What you will do: Every line of the data below that holds the string "blonde" needs to be reported.

__________________________________________________

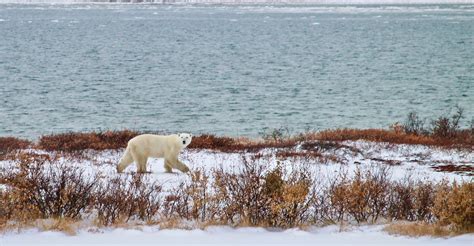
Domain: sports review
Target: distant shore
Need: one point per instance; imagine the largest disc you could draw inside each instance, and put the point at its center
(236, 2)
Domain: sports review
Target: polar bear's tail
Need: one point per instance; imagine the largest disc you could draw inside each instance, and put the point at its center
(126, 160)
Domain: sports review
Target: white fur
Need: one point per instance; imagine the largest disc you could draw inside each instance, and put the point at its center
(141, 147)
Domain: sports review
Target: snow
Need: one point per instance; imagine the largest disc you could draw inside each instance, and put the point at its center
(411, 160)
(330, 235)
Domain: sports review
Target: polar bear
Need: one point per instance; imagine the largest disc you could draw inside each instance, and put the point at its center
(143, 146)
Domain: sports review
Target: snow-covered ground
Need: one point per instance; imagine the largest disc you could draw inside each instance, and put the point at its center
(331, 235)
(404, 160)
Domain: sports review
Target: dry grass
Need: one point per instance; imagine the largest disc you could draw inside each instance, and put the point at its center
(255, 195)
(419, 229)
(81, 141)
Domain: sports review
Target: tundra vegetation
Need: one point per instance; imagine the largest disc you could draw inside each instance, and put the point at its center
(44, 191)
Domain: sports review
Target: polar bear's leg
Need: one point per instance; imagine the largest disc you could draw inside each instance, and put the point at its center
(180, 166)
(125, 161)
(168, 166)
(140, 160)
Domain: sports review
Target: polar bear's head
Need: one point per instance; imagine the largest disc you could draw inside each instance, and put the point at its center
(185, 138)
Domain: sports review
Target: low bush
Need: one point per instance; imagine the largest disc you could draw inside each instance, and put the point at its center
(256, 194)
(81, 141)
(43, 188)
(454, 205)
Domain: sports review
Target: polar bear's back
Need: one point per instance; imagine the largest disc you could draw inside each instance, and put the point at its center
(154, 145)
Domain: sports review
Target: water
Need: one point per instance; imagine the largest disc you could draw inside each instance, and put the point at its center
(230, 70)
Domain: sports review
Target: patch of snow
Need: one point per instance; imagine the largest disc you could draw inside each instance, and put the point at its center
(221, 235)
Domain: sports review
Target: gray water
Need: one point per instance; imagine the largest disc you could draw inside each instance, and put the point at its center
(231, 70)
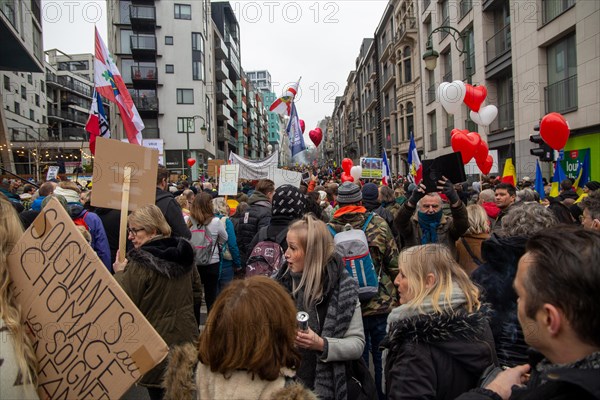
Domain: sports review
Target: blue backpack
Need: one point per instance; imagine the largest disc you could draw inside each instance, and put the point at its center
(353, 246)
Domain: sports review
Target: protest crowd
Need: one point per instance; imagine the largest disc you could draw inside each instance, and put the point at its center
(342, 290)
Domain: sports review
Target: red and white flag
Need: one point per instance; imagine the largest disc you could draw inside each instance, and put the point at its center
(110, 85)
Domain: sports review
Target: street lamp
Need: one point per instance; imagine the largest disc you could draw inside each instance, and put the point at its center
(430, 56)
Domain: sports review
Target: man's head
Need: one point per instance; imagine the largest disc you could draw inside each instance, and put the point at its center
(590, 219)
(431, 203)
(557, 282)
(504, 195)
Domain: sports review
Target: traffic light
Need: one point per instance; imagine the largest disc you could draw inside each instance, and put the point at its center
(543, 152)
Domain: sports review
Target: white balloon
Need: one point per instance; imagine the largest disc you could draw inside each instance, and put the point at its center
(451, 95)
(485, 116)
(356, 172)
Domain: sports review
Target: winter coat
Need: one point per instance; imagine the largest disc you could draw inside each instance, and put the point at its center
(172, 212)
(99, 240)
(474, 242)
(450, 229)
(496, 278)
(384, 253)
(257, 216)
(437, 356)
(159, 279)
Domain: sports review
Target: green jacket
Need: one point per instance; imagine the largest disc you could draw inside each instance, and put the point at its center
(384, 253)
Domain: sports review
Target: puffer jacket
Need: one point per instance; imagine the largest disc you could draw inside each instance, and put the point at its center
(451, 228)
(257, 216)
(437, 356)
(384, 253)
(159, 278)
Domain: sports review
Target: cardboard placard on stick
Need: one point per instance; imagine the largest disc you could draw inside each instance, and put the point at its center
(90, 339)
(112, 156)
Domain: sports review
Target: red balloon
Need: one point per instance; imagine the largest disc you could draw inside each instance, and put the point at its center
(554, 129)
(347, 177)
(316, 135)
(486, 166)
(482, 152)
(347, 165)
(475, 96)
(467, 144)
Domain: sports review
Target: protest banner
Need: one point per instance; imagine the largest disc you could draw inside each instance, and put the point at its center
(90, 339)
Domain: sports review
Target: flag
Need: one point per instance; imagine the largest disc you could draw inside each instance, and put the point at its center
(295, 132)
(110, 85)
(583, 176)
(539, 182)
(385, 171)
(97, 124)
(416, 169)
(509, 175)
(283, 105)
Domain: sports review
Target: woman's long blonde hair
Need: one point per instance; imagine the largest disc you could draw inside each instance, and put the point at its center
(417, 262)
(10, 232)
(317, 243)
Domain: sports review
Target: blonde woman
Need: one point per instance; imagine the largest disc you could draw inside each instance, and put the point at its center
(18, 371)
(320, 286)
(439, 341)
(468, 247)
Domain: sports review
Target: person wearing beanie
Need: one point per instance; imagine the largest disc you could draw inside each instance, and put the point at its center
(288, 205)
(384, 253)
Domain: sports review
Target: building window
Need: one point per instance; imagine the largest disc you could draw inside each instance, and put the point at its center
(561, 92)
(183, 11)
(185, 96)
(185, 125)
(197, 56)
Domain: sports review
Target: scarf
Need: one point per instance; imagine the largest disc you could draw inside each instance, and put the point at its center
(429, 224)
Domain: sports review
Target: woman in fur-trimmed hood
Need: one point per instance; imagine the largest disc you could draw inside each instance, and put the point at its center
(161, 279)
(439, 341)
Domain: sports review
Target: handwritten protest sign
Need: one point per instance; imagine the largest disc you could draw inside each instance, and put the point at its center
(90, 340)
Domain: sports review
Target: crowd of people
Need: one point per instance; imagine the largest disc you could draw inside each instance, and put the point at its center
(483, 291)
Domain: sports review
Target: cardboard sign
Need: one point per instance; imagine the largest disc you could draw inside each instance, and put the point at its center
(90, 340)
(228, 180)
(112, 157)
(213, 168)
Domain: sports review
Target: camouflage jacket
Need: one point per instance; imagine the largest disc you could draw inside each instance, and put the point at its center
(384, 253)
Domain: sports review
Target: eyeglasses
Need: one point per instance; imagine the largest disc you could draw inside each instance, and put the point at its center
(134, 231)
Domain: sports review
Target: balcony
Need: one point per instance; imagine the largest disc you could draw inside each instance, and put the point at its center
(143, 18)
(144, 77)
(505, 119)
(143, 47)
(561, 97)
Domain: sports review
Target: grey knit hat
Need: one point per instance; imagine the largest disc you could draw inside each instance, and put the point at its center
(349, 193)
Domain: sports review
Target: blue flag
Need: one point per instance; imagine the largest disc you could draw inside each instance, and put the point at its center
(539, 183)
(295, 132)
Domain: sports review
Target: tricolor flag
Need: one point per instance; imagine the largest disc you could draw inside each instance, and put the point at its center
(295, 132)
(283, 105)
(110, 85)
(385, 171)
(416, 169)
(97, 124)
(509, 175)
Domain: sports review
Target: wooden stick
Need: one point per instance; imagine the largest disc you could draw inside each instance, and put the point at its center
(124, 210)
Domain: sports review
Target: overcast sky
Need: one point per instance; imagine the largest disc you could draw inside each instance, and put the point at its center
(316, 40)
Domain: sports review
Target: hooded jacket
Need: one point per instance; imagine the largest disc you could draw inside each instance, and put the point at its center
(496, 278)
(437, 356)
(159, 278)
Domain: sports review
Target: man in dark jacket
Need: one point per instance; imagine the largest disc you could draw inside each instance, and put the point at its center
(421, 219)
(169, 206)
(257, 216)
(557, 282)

__________________________________________________

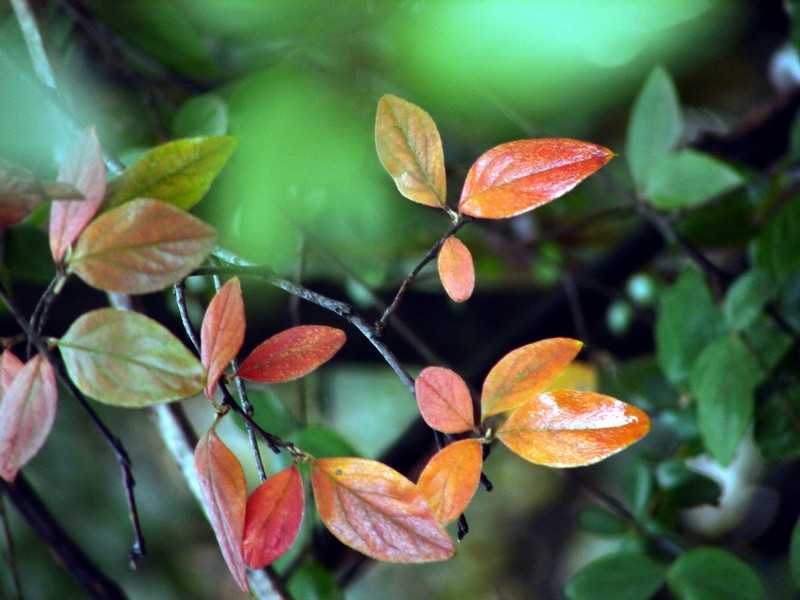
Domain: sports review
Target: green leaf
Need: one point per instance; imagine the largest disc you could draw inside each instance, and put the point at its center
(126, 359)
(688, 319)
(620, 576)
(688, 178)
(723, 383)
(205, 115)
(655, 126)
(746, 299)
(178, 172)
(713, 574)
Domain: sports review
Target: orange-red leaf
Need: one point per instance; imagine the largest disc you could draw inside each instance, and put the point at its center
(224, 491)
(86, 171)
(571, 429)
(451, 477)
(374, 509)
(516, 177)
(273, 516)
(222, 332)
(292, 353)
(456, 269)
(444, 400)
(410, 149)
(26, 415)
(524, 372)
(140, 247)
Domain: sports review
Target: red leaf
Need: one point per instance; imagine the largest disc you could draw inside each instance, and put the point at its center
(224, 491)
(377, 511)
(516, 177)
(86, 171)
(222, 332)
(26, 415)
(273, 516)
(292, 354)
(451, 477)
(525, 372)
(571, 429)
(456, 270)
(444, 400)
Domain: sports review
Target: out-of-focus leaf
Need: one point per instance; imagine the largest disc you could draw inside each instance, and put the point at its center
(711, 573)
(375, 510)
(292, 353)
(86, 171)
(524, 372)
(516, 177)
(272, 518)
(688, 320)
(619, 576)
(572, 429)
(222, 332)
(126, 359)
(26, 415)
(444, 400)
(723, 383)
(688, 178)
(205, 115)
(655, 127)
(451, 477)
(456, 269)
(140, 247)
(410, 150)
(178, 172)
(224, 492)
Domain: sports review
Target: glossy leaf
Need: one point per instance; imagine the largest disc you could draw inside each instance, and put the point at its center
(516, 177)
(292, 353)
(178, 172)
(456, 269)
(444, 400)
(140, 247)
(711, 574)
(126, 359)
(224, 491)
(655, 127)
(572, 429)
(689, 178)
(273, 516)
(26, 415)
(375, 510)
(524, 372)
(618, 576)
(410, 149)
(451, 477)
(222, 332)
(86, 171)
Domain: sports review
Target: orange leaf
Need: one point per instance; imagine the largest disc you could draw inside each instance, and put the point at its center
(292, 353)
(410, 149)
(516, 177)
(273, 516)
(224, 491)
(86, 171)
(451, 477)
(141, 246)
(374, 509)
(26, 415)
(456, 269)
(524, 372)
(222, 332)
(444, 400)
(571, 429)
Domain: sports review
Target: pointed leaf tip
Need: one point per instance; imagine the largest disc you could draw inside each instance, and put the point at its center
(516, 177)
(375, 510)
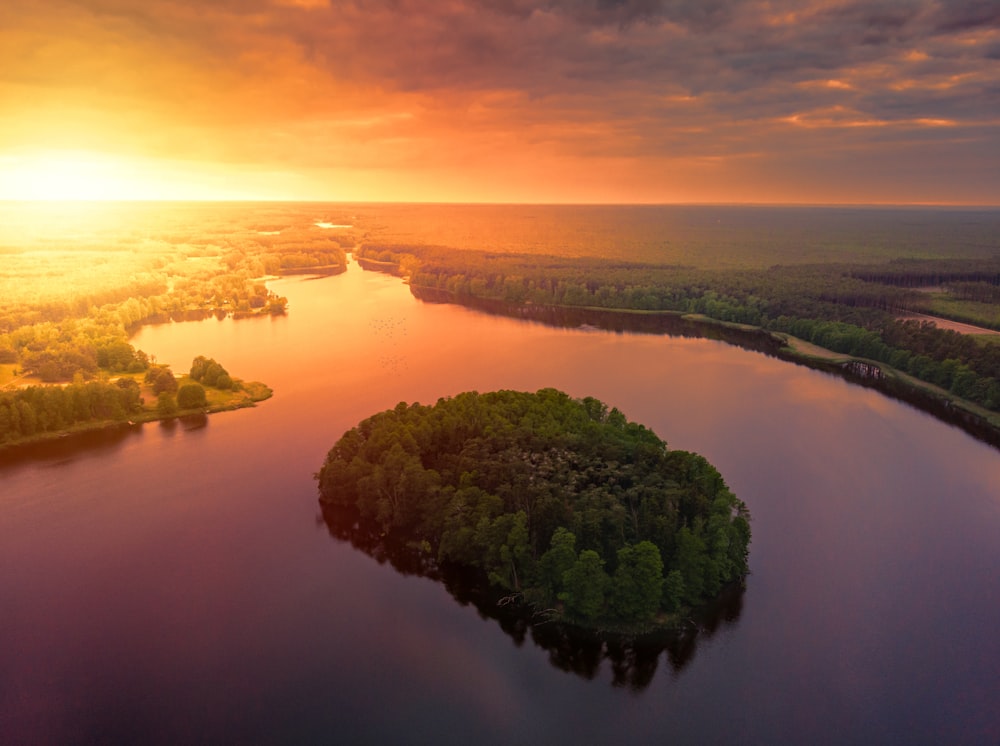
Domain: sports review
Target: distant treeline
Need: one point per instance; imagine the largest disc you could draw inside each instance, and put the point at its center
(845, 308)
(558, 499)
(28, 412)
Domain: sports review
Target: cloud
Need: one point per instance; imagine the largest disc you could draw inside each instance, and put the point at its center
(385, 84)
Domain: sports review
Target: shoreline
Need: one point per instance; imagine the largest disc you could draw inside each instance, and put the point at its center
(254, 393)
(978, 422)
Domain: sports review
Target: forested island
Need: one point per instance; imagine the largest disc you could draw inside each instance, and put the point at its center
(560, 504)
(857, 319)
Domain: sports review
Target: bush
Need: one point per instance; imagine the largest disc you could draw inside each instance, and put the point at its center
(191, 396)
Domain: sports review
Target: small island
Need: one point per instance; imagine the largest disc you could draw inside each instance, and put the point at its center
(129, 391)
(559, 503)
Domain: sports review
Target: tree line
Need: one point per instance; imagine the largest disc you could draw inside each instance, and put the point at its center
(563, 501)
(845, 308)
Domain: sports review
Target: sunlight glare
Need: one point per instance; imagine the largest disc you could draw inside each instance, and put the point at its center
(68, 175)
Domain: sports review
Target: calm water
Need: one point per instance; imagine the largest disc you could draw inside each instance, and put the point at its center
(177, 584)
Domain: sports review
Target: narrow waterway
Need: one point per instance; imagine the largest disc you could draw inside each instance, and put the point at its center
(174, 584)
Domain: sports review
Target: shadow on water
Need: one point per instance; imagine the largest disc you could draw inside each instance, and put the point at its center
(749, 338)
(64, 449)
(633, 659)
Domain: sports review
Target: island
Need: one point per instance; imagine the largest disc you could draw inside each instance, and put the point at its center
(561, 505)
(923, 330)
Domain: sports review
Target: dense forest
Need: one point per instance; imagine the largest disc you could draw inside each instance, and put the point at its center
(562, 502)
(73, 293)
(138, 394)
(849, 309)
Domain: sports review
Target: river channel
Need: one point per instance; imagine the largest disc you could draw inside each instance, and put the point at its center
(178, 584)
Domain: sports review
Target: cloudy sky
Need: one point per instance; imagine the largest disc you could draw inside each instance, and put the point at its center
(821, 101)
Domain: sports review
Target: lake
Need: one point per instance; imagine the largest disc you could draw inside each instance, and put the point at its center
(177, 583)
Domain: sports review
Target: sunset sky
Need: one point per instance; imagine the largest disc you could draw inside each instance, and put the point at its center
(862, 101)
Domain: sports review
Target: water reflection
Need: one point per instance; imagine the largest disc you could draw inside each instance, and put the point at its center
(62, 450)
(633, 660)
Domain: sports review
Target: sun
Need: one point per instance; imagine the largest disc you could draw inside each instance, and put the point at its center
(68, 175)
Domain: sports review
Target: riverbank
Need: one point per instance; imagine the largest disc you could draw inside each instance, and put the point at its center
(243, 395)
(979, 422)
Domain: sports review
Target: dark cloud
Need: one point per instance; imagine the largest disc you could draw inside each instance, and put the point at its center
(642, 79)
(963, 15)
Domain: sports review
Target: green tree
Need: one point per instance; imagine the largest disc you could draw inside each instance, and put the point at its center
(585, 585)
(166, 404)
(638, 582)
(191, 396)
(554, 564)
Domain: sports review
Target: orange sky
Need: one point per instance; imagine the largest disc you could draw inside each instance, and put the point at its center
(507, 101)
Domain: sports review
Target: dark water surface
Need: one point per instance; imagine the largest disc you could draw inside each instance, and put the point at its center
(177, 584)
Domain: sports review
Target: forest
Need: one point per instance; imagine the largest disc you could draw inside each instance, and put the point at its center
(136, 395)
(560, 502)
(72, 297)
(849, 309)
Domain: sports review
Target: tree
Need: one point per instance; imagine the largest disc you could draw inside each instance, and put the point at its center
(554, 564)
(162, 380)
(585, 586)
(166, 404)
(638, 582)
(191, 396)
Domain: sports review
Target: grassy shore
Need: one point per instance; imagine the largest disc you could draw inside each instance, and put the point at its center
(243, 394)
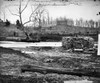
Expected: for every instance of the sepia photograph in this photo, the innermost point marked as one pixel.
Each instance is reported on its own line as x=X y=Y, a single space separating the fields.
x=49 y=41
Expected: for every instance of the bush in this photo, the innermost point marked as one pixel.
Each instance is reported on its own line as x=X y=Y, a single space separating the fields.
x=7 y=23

__________________________________________________

Output for this exercise:
Target: woman's long blonde hair
Target: blonde woman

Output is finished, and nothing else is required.